> The exercise
Rewrite every entry below, changing "Expected format" to "Required format" and leaving everything else the same. Omit the pictures from your version.

(Region annotation entries)

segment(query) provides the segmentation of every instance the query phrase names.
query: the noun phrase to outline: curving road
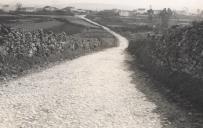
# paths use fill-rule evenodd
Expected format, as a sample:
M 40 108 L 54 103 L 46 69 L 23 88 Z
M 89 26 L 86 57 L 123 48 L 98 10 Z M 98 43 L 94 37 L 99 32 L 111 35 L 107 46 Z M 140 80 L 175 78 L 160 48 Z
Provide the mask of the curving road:
M 128 41 L 105 29 L 119 47 L 1 85 L 0 128 L 192 128 L 176 105 L 151 92 L 157 105 L 138 89 L 146 78 L 129 70 Z

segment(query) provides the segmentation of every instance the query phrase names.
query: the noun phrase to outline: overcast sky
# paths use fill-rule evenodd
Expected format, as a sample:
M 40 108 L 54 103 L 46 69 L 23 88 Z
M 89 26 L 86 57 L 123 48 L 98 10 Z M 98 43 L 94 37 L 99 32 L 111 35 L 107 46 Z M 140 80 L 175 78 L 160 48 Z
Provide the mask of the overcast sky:
M 69 3 L 102 3 L 111 5 L 122 5 L 124 7 L 145 7 L 153 8 L 170 7 L 173 9 L 203 9 L 203 0 L 0 0 L 0 4 L 14 4 L 21 2 L 26 6 L 36 5 L 55 5 L 55 6 L 68 6 Z M 115 6 L 114 6 L 115 7 Z

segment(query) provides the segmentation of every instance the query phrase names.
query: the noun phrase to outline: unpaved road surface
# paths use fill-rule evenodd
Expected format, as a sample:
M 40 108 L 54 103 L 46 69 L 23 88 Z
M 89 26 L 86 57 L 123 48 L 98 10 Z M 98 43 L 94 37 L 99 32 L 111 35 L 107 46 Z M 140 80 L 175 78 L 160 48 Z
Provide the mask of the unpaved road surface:
M 1 85 L 0 128 L 192 128 L 187 113 L 150 92 L 142 74 L 133 75 L 128 42 L 115 36 L 119 47 Z

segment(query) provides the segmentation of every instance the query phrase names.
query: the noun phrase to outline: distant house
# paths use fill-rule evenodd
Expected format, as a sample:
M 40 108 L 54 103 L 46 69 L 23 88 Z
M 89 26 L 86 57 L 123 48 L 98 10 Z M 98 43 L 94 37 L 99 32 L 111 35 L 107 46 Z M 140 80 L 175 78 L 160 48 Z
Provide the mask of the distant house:
M 130 16 L 130 11 L 127 10 L 120 10 L 119 11 L 119 16 Z
M 9 5 L 2 5 L 1 10 L 3 10 L 4 12 L 9 12 L 11 10 L 11 7 Z
M 118 16 L 119 12 L 115 11 L 115 10 L 103 10 L 98 12 L 99 15 L 103 15 L 103 16 Z
M 24 7 L 24 8 L 20 8 L 19 11 L 20 12 L 36 12 L 37 8 L 35 8 L 35 7 Z
M 162 10 L 153 10 L 153 11 L 154 11 L 154 15 L 159 15 Z
M 67 11 L 72 11 L 74 9 L 75 9 L 74 7 L 65 7 L 65 8 L 63 8 L 61 10 L 64 11 L 64 12 L 67 12 Z
M 145 14 L 146 12 L 147 12 L 147 10 L 145 8 L 138 8 L 137 9 L 138 14 Z
M 48 12 L 53 12 L 53 11 L 57 11 L 58 8 L 56 8 L 56 7 L 51 7 L 51 6 L 45 6 L 45 7 L 43 8 L 43 10 L 44 10 L 44 11 L 48 11 Z

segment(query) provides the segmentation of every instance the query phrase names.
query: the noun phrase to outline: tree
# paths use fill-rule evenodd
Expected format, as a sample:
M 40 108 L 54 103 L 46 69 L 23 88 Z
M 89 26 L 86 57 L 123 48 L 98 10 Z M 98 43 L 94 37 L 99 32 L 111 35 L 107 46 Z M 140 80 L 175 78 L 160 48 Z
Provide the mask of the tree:
M 148 15 L 148 20 L 149 20 L 149 22 L 152 23 L 153 15 L 154 15 L 154 10 L 149 9 L 149 10 L 147 11 L 147 15 Z

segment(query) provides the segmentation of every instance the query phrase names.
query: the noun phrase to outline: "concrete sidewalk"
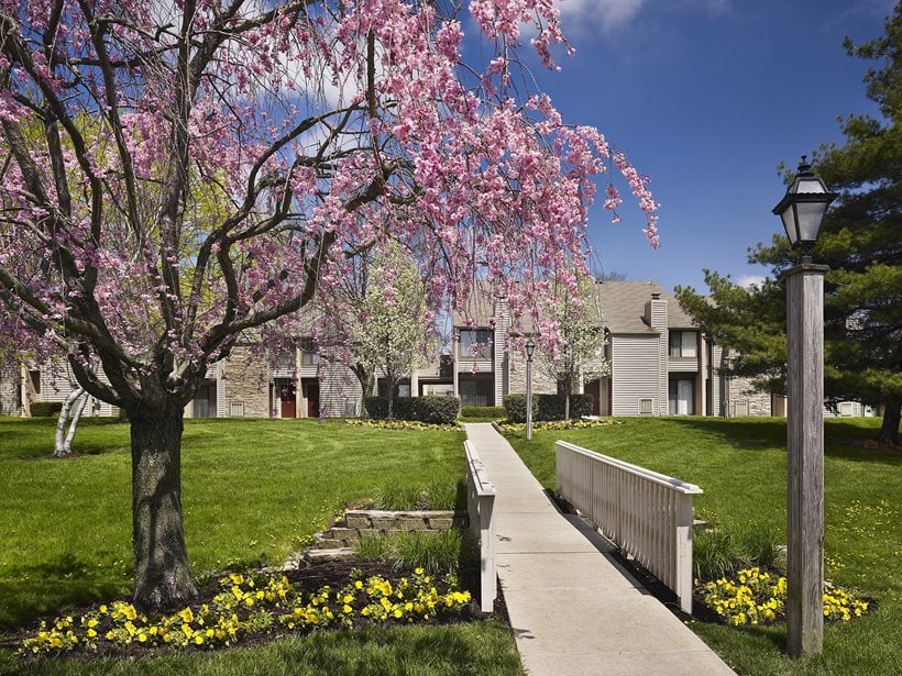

> Written answer
segment(query) provides the segmentation of every instance the query phrase names.
query: the noun phrase to outline: curving road
# paths use fill-rule evenodd
Required format, as a sample:
M 40 108 L 54 103 L 46 69 L 23 88 Z
M 89 26 L 86 57 L 123 48 L 98 10 Z M 98 43 L 94 37 L 99 32 L 111 35 L 107 46 Z M 140 80 L 175 78 L 160 48 Z
Provide the mask of the curving road:
M 128 41 L 105 29 L 119 47 L 1 85 L 0 128 L 192 128 L 176 105 L 151 92 L 157 105 L 138 89 L 146 78 L 129 70 Z

segment(query) provides the segmentation of every instance the query phrase names.
query: the noun phrase to outline: overcast sky
# paths use fill-rule evenodd
Required format, as a sample:
M 40 108 L 54 103 L 46 69 L 23 88 Z
M 89 26 L 86 57 L 123 48 L 98 10 Z M 98 43 L 94 37 L 99 32 L 111 35 L 107 46 Z M 140 80 L 175 78 L 160 48 Z
Provide the mask of the overcast sky:
M 69 3 L 102 3 L 111 5 L 122 5 L 124 7 L 145 7 L 153 8 L 170 7 L 173 9 L 203 9 L 203 0 L 0 0 L 0 4 L 14 4 L 21 2 L 26 6 L 36 5 L 55 5 L 55 6 L 68 6 Z M 115 6 L 114 6 L 115 7 Z

segment(query) provides the segmentation of every instance the query phrase names.
query: the noun phrase to outline: unpaved road surface
# paths use fill-rule evenodd
Required format, as a sample:
M 40 108 L 54 103 L 46 69 L 23 88 Z
M 89 26 L 86 57 L 123 48 L 98 10 Z M 98 43 L 94 37 L 99 32 L 111 35 L 107 46 Z M 140 80 L 175 78 L 160 48 Z
Provide the mask of the unpaved road surface:
M 1 85 L 0 128 L 192 128 L 187 113 L 150 92 L 142 74 L 133 75 L 128 42 L 115 36 L 119 47 Z

segment(query) provides the segmentation of every instance the query phrase names.
query: the noun phrase to outline: distant house
# paths use fill-rule evenodd
Required format, as a sample:
M 40 108 L 54 103 L 46 69 L 23 88 Z
M 89 26 L 86 57 L 123 48 L 98 10 Z M 98 43 L 94 37 L 99 32 L 111 35 L 107 46 Z M 140 80 L 175 78 L 160 48 Z
Provide the mask of the distant house:
M 130 16 L 130 11 L 127 10 L 120 10 L 119 11 L 119 16 Z
M 9 5 L 2 5 L 1 10 L 3 10 L 4 12 L 9 12 L 11 10 L 11 7 Z
M 118 16 L 119 12 L 115 11 L 115 10 L 103 10 L 98 12 L 99 15 L 103 15 L 103 16 Z
M 24 7 L 24 8 L 20 8 L 19 11 L 20 12 L 36 12 L 37 8 L 35 8 L 35 7 Z
M 162 10 L 153 10 L 153 11 L 154 11 L 154 15 L 159 15 Z
M 67 11 L 72 11 L 74 9 L 75 9 L 74 7 L 65 7 L 65 8 L 63 8 L 61 10 L 64 11 L 64 12 L 67 12 Z
M 145 14 L 146 12 L 147 12 L 147 10 L 145 8 L 138 8 L 137 9 L 138 14 Z
M 48 12 L 53 12 L 53 11 L 57 11 L 58 8 L 56 8 L 56 7 L 51 7 L 51 6 L 45 6 L 45 7 L 43 8 L 43 10 L 44 10 L 44 11 L 48 11 Z

segment(query) provides the segmentation of every instance the query phrase names.
query: the noun phrase to outline: tree
# paths use fill-rule evenodd
Required format, as a sample:
M 40 108 L 54 103 L 46 69 L 23 88 Z
M 89 26 L 86 57 L 123 48 L 98 10 Z M 98 43 L 94 37 L 99 32 L 111 35 L 107 46 Z M 140 80 L 175 78 L 160 48 Z
Provide the mask of the tree:
M 148 15 L 148 20 L 149 20 L 149 22 L 152 23 L 153 15 L 154 15 L 154 10 L 149 9 L 149 10 L 147 11 L 147 15 Z

segment(query) provides the segmentation of every instance the query phrase names.
query: the noun phrase to outline: "concrete sidewalk"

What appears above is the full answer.